» **Required task**: Pull out every line in the listing below that contains the string "fountain", matching case exactly.

» **Material shown**:
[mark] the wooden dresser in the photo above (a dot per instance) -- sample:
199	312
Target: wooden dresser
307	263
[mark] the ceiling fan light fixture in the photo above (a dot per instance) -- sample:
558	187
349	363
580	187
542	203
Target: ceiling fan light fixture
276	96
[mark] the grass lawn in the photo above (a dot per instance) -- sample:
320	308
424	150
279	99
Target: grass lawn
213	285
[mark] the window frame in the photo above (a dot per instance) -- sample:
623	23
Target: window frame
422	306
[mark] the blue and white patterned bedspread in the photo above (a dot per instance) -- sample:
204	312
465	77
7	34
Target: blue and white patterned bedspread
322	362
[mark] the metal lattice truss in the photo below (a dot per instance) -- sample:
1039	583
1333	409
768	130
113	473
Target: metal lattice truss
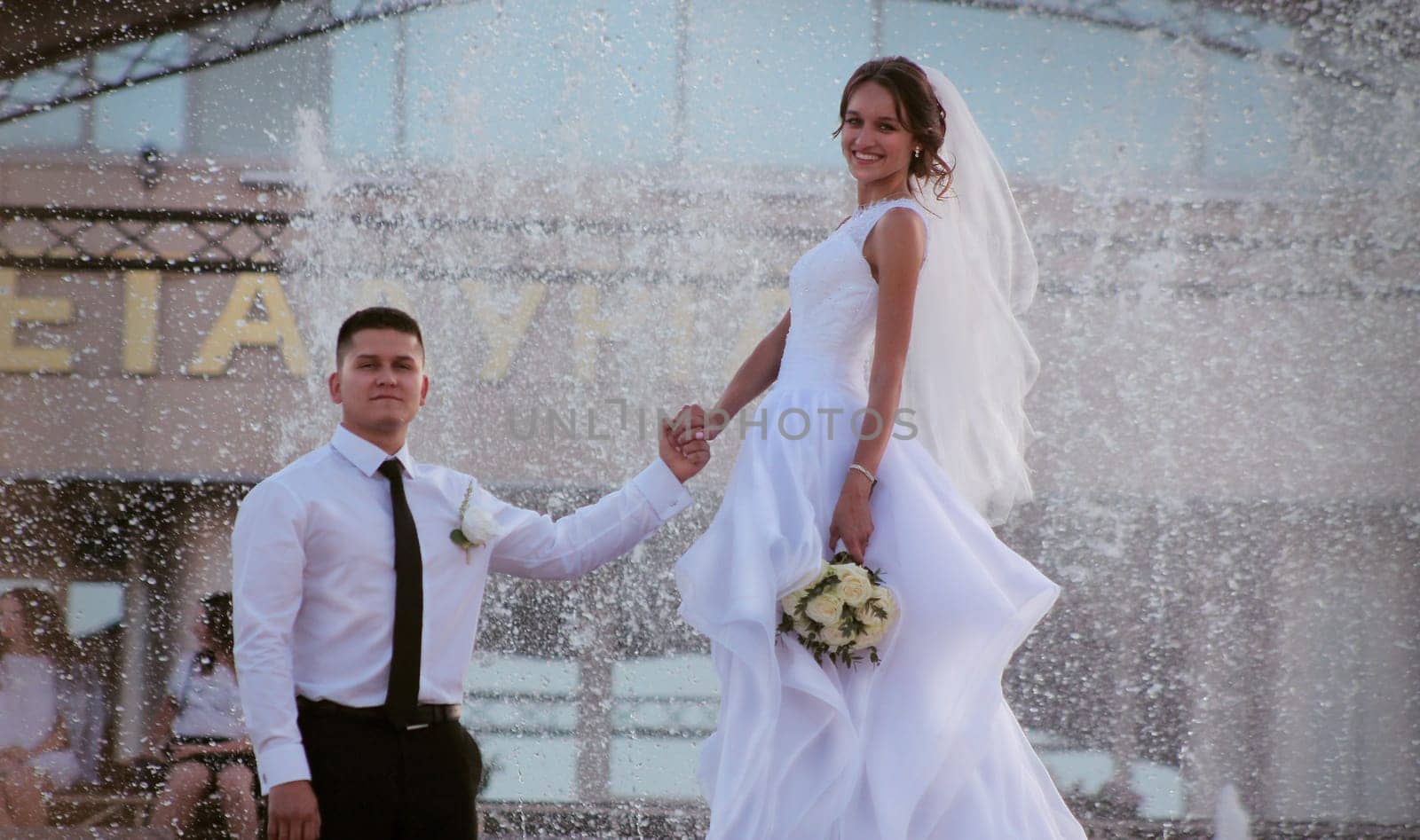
170	240
1240	27
210	43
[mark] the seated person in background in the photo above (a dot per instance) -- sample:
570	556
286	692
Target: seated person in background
36	656
201	730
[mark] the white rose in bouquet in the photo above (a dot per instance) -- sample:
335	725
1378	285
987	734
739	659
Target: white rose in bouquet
832	636
837	596
854	584
825	608
887	601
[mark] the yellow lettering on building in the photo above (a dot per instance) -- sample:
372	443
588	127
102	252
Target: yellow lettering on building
236	328
769	307
589	326
501	329
14	311
588	329
142	293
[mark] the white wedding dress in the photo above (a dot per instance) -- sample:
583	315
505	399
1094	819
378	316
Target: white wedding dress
922	747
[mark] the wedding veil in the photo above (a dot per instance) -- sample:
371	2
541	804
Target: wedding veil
969	362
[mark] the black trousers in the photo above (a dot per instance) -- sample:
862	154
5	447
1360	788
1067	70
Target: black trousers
375	782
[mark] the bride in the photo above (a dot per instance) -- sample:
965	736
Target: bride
895	426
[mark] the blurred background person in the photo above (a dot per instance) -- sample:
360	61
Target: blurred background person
199	730
36	660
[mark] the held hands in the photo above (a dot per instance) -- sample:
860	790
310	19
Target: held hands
693	419
293	813
852	517
690	456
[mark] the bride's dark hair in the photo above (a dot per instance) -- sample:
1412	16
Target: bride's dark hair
918	109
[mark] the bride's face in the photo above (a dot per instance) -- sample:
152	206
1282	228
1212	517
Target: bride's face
873	139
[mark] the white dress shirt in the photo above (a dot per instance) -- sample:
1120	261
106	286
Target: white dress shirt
314	579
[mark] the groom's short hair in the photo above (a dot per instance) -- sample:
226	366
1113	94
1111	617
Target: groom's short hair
375	318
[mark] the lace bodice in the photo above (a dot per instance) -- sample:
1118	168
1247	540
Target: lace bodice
834	304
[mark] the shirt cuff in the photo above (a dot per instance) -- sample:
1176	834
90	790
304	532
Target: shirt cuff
281	764
660	487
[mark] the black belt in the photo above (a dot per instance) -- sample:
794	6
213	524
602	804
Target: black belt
425	712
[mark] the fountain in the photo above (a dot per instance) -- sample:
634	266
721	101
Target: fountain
593	213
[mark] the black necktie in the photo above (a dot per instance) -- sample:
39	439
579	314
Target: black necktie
409	603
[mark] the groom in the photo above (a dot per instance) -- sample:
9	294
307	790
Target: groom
357	603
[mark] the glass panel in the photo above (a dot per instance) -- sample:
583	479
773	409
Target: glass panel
94	606
364	115
61	128
1064	99
250	108
146	114
523	712
664	710
763	80
565	84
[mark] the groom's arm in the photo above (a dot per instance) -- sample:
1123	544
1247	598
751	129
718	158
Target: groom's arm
532	546
267	569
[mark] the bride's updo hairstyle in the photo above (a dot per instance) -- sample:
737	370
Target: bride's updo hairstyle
918	109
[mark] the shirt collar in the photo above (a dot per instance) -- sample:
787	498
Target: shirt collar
366	456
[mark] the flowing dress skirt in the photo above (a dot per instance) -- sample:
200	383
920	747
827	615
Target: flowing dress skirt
918	748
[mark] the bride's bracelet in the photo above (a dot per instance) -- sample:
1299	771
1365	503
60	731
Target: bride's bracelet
872	480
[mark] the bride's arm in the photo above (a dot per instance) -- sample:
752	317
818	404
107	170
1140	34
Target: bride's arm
759	372
894	250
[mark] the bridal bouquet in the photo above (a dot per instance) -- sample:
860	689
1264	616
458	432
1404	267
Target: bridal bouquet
841	613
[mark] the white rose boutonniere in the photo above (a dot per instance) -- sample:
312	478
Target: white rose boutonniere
476	527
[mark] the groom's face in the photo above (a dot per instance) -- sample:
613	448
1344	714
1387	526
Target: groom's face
381	382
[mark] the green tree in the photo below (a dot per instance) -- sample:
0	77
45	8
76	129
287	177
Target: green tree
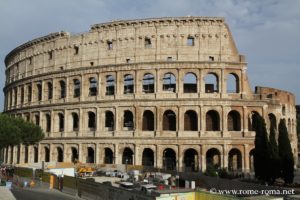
285	153
274	160
261	151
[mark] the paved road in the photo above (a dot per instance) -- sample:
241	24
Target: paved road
44	194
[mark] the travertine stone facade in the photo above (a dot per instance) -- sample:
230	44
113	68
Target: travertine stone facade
171	93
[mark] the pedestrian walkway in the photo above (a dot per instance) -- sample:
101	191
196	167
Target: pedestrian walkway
6	194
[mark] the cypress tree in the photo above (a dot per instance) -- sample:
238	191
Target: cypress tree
261	151
285	153
274	162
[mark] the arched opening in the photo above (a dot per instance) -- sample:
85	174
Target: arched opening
148	83
212	121
76	88
191	160
47	154
128	84
108	156
127	157
48	123
50	90
74	157
60	155
190	83
251	160
211	83
213	158
26	154
169	82
90	155
232	83
93	86
234	121
35	154
75	121
190	121
234	160
169	121
39	92
272	120
169	159
148	157
252	118
62	89
61	120
128	120
148	121
109	120
91	121
110	85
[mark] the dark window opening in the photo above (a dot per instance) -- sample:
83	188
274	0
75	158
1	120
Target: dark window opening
91	121
128	120
148	43
148	83
109	120
212	121
190	41
93	87
75	121
190	121
62	89
211	83
76	88
190	83
48	123
234	121
50	90
148	121
110	85
169	82
169	121
128	84
61	120
109	45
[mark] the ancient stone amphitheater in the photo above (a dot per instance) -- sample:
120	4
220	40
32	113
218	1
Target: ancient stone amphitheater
171	93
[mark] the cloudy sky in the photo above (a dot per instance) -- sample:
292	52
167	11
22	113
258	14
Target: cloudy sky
267	32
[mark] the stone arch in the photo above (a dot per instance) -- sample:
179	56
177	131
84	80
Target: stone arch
127	156
148	121
109	120
212	121
169	159
191	160
234	121
128	84
190	83
148	157
90	155
213	158
108	156
148	83
169	82
234	160
169	121
233	83
128	120
190	120
110	85
211	83
272	120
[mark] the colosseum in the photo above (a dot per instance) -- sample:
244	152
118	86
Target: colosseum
171	93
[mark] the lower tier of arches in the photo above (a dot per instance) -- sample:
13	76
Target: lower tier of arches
164	154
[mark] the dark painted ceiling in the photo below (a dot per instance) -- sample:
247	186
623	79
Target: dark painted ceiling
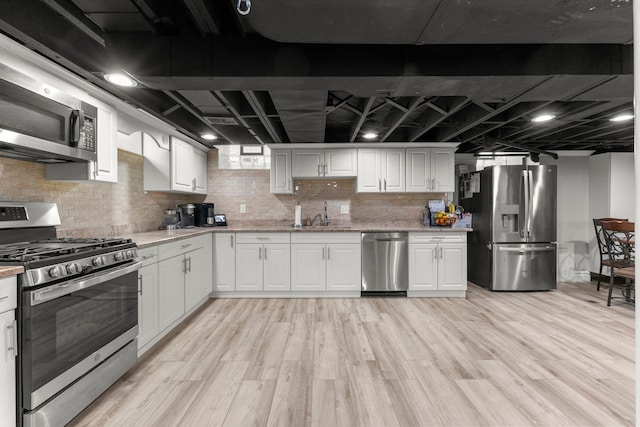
472	72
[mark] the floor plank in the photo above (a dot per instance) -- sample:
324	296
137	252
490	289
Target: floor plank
514	359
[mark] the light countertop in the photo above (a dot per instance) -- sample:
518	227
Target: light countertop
151	238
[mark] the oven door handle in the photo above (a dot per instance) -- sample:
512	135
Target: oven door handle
56	291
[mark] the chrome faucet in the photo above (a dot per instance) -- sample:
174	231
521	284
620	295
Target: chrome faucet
326	220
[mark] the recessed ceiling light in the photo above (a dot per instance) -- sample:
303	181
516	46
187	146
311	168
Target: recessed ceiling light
621	117
543	118
120	79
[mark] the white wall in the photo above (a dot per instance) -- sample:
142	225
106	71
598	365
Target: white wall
611	192
574	223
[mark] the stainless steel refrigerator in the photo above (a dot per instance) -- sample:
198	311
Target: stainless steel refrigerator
513	243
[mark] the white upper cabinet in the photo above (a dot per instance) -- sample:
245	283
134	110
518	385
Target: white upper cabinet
339	162
188	168
381	170
430	169
173	165
105	169
281	181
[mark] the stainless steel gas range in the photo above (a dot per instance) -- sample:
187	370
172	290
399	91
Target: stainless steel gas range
77	313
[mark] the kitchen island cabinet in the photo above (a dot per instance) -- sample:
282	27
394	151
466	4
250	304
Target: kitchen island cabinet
8	346
437	264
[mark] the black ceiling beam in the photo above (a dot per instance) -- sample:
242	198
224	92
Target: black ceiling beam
259	104
201	17
399	120
363	116
161	61
431	119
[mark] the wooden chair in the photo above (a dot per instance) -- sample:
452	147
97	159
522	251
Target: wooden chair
620	239
602	245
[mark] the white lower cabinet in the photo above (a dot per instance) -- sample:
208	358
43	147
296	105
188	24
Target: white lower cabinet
170	288
326	262
224	262
438	264
148	326
263	262
9	350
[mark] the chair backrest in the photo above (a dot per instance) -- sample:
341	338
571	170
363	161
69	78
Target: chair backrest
620	239
597	225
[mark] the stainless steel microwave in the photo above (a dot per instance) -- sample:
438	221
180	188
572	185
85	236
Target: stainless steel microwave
43	124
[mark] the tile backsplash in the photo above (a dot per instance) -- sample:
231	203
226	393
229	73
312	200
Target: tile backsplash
98	209
91	209
228	189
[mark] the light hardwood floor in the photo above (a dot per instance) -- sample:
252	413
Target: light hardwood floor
491	359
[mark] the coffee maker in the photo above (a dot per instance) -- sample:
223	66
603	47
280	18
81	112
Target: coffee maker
186	214
203	213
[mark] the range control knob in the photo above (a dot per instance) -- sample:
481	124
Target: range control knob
54	272
72	268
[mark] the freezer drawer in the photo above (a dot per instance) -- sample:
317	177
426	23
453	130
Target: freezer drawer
524	267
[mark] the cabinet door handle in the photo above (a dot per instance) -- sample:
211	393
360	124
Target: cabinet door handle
12	338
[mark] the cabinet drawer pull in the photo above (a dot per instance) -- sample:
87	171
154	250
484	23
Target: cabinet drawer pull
12	338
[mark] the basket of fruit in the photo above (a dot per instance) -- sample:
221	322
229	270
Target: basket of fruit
444	219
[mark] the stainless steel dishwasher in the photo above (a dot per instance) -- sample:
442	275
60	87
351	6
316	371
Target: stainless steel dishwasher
385	263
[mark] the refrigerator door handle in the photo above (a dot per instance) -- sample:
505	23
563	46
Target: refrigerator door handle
522	213
529	204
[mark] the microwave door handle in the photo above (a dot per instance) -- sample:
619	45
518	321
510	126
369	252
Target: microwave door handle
523	201
77	123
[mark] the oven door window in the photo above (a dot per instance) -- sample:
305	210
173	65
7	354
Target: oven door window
59	333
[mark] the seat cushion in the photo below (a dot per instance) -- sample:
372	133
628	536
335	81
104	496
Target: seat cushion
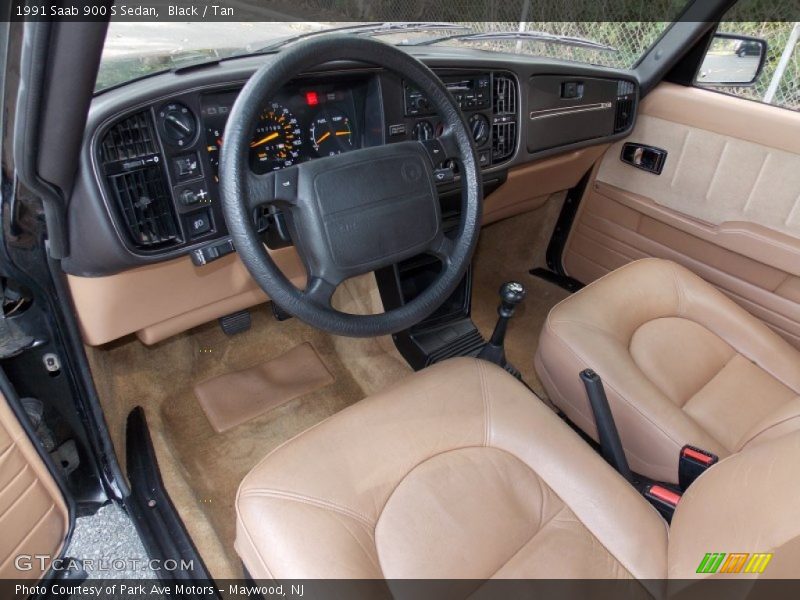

» **The response**:
[mark] the fountain in the photo above (a dot per instance) -- sample:
Target: fountain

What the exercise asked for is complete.